(LIST OF TASKS):
#1 Summarize the excerpt on surrogacy and the death of intended parents in two sentences.
#2 Continue the excerpt on surrogacy and the death of intended parents from where it stops.

*** Opening of EXCERPT ***

The Law Commissions proposed, in priority order or who may make an order on their behalf:
- A person named by the surrogate as the guardian of the child;
- A person in a close relationship with the surrogate; or
- The relatives or a longstanding friend of the surrogate.
Death of the Intended Parent(s)
The existing law has had to deal with how legal parenthood should be attributed following the death of an intended parent, and the court have granted parental orders to deceased intended parents.
The effect of the death of an (or both) intended parents could depend upon when the death occurred and whether the arrangement was on the new pathway. The ability for a deceased intended parent to be recognised as the legal parent of the child can have significant implications – both in practical practical (which will be addressed in a later post) and in recognising the important and formative role that intended parent played in the conception (and therefore reality) for the child.
The Law Commissions response:
The final recommendations break down how the legal framework should operate in various circumstances where an intended parent dies, summarised below:
- When both intended parents die and the arrangement is outside the new pathway: the Law Commissions recommend the same ‘priority list’ as seen above, allowing a representative to apply for a parental order in favour of the deceased intended parents. As with all parental order cases, the best interests of the child will be paramount.
- When both intended parents (or a sole intended parent) on the new pathway dies (and the surrogate has not withdrawn consent): the deceased intended parents will be the legal parents.
- Where there are two intended parents on the new pathway and one dies, either before or after the child is born: the Law Commissions recommend that the intended parents still become legal parents of the child (subject to the surrogate having the right to withdraw her consent within the six-week period).
- Where an intended parent on the new pathway dies before the assisted reproduction procedure takes place: the Law Commissions recommend that the surviving intended parent becomes the child’s legal parent from the moment of birth. The surviving intended parent could apply for a legal order so that the deceased intended parent is officially named on the child’s birth certificate (on the basis of a genetic link between the deceased intended parent and the child).

*** Close of EXCERPT ***
*** Opening of STUDY MATERIAL ***

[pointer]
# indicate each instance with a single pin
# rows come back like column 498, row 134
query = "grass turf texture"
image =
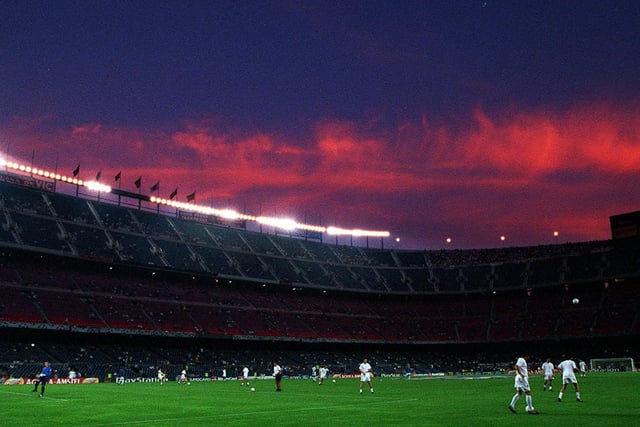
column 609, row 399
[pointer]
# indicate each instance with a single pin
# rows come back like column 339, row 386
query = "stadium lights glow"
column 283, row 223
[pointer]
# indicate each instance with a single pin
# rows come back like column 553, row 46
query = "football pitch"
column 610, row 399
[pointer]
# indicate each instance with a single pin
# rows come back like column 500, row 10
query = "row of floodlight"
column 282, row 223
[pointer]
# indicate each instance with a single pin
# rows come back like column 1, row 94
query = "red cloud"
column 524, row 172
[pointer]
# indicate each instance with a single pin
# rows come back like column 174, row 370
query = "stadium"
column 94, row 284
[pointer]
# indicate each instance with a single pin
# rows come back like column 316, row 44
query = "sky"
column 467, row 120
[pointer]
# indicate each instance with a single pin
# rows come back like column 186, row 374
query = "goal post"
column 612, row 364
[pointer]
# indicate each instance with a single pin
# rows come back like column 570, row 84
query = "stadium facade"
column 93, row 285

*** Close of STUDY MATERIAL ***

(TASK-BY-TASK RESULTS):
#1 Under the existing law, courts have granted parental orders to deceased intended parents, and recognizing a deceased intended parent as the child's legal parent can have significant implications. The Law Commissions' final recommendations set out how legal parenthood should work when an intended parent dies, depending on whether the arrangement is on the new pathway, whether one or both intended parents die, and when the death occurs.

#2
- Where there are two intended parents, on an arrangement outside the new pathway, and one dies: the surviving intended parent can make an application for a parental order on behalf of both parents, as is currently the case.
Conclusion
In conclusion, the Law Commissions’ Final Report addresses the complexities of legal parenthood in various tragic scenarios. Their recommendations aim to strike a fair balance between the parties by recognising the surrogate’s role in the birth of the child in cases of stillbirth or the death of a child whilst still recognising the formative role of the intended parents in providing the ability to apply for post-mortem parental orders depending on the circumstances.
If the surrogate dies, the Final Report recommends keeping the surrogacy agreement on the new pathway unless she had previously withdrawn consent which offers security to intended parents. Further, when an intended parent dies, the surviving intended parent may become the child’s legal parent, and steps have been suggested to include the deceased intended parent on the birth certificate. As a result, these reforms clearly aim to provide clarity, respect parties’ intentions, and address concerns, while protecting the best interests of all parties involved in the arrangement in the most difficult of circumstances.